[Labeled contour entries]:
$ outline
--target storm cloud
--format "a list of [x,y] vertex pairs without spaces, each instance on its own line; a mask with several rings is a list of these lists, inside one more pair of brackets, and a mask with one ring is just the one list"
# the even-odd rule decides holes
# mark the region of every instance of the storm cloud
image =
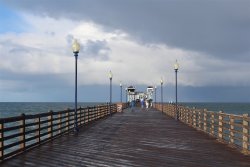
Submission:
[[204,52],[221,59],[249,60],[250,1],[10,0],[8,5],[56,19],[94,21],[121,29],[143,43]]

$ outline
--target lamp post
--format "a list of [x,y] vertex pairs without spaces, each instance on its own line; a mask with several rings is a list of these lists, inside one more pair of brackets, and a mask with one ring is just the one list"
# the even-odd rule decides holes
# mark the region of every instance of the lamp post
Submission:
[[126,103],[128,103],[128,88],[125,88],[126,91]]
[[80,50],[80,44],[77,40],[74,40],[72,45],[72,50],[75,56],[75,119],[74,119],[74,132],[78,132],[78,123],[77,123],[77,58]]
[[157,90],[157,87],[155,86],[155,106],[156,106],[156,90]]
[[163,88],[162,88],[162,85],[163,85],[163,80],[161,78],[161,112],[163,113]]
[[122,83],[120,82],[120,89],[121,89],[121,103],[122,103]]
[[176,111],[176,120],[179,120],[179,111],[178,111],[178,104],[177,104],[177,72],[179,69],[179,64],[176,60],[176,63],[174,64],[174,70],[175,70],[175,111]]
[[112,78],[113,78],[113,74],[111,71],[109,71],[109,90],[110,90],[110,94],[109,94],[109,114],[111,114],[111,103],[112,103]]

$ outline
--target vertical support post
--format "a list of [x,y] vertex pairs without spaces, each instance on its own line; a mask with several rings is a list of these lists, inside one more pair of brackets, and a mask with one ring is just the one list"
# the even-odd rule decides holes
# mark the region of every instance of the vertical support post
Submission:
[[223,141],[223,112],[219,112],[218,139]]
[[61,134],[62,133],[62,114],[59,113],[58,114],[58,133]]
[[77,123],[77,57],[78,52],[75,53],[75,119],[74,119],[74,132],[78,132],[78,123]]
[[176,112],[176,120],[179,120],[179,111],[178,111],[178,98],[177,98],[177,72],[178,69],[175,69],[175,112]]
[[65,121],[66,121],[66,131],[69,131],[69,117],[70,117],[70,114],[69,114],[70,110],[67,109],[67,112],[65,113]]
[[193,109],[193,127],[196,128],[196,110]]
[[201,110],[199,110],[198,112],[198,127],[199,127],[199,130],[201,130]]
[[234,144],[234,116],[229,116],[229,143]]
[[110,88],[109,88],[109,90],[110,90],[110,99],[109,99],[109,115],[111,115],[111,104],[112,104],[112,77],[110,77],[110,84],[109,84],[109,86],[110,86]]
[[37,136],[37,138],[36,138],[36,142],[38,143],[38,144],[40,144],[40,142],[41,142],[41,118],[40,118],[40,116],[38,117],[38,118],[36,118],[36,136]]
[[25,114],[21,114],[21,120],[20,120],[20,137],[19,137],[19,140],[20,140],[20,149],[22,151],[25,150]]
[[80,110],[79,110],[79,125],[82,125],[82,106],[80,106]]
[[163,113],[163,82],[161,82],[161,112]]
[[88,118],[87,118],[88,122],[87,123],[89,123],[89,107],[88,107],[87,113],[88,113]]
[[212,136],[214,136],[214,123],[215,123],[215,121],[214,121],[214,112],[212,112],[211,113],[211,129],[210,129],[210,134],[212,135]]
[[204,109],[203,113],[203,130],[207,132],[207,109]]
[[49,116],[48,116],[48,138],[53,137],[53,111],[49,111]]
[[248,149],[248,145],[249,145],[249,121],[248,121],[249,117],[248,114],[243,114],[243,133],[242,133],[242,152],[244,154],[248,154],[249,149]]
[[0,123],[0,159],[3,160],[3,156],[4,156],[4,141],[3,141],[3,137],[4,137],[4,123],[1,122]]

[What you have to do]: Retype each line of the listing above word for word. Exclude the pictures.

[Worked solution]:
$ outline
--target storm cloud
--format "a list of [x,y] vertex pairs without spaces, each instance on its own line; a mask with several rings is a list of these lists, inside one more pair of brackets, and a mask with one ring is just the one list"
# the even-odd rule decides holes
# mark the region of every instance of the storm cloud
image =
Submission:
[[204,52],[221,59],[249,60],[250,1],[10,0],[8,5],[56,19],[94,21],[121,29],[143,43]]

$ outline
--target lamp post
--format "a list of [x,y] vertex pairs without spaces, each instance on its own line; a mask with several rings is a list of these lists, inside one more pair of brackets, and a mask with one ring is just the one list"
# the even-odd rule decides holes
# mark the region of every instance of the lamp post
Submission:
[[126,103],[128,103],[128,88],[125,88],[126,91]]
[[80,50],[80,44],[77,40],[74,40],[72,45],[72,50],[75,56],[75,119],[74,119],[74,132],[78,132],[78,123],[77,123],[77,58]]
[[157,90],[157,87],[155,86],[155,106],[156,106],[156,90]]
[[163,88],[162,88],[162,85],[163,85],[163,80],[161,78],[161,112],[163,113]]
[[122,83],[120,82],[120,89],[121,89],[121,103],[122,103]]
[[176,111],[176,120],[179,120],[179,111],[178,111],[178,104],[177,104],[177,72],[179,69],[179,64],[176,60],[176,63],[174,64],[174,70],[175,70],[175,111]]
[[112,78],[113,78],[113,74],[111,71],[109,71],[109,90],[110,90],[110,94],[109,94],[109,114],[111,114],[111,103],[112,103]]

$ outline
--target vertical support post
--format "a list of [x,y] vertex pairs without spaces, each instance on its own line; a mask with several rings is a list of these lists, inside one more pair of brackets, and a mask with one ring is just the one list"
# the even-odd rule decides holes
# mark the region of every instance of the vertical support post
Submission:
[[223,141],[223,112],[219,112],[218,139]]
[[61,134],[62,133],[62,114],[59,113],[58,114],[58,133]]
[[77,123],[77,57],[78,52],[75,53],[75,119],[74,119],[74,132],[78,132],[78,123]]
[[176,112],[176,120],[179,120],[179,111],[178,111],[178,98],[177,98],[177,72],[178,69],[175,69],[175,112]]
[[65,121],[66,121],[66,131],[69,131],[69,117],[70,117],[70,114],[69,114],[70,110],[67,109],[67,112],[65,113]]
[[193,109],[193,127],[196,128],[196,110]]
[[201,110],[199,110],[198,112],[198,127],[199,127],[199,130],[201,130]]
[[234,144],[234,116],[229,116],[229,143]]
[[110,88],[109,88],[109,90],[110,90],[110,99],[109,99],[109,115],[111,115],[111,104],[112,104],[112,77],[110,77],[110,84],[109,84],[109,86],[110,86]]
[[37,136],[37,138],[36,138],[36,142],[38,143],[38,144],[40,144],[40,142],[41,142],[41,118],[40,118],[40,116],[38,117],[38,118],[36,118],[36,136]]
[[25,114],[21,114],[21,120],[20,120],[20,137],[19,137],[19,140],[20,140],[20,149],[22,151],[25,150]]
[[80,110],[79,110],[79,125],[82,125],[82,106],[80,106]]
[[163,113],[163,82],[161,82],[161,112]]
[[88,118],[87,118],[88,122],[87,123],[89,123],[89,107],[88,107],[87,113],[88,113]]
[[212,136],[214,136],[214,123],[215,123],[215,121],[214,121],[214,112],[212,112],[211,113],[211,129],[210,129],[210,134],[212,135]]
[[204,109],[203,113],[203,130],[207,132],[207,109]]
[[49,116],[48,116],[48,138],[53,137],[53,111],[49,111]]
[[248,149],[248,145],[249,145],[249,121],[248,121],[249,117],[248,114],[243,114],[243,133],[242,133],[242,152],[244,154],[248,154],[249,149]]
[[0,123],[0,159],[3,160],[3,156],[4,156],[4,141],[3,141],[3,137],[4,137],[4,123],[1,122]]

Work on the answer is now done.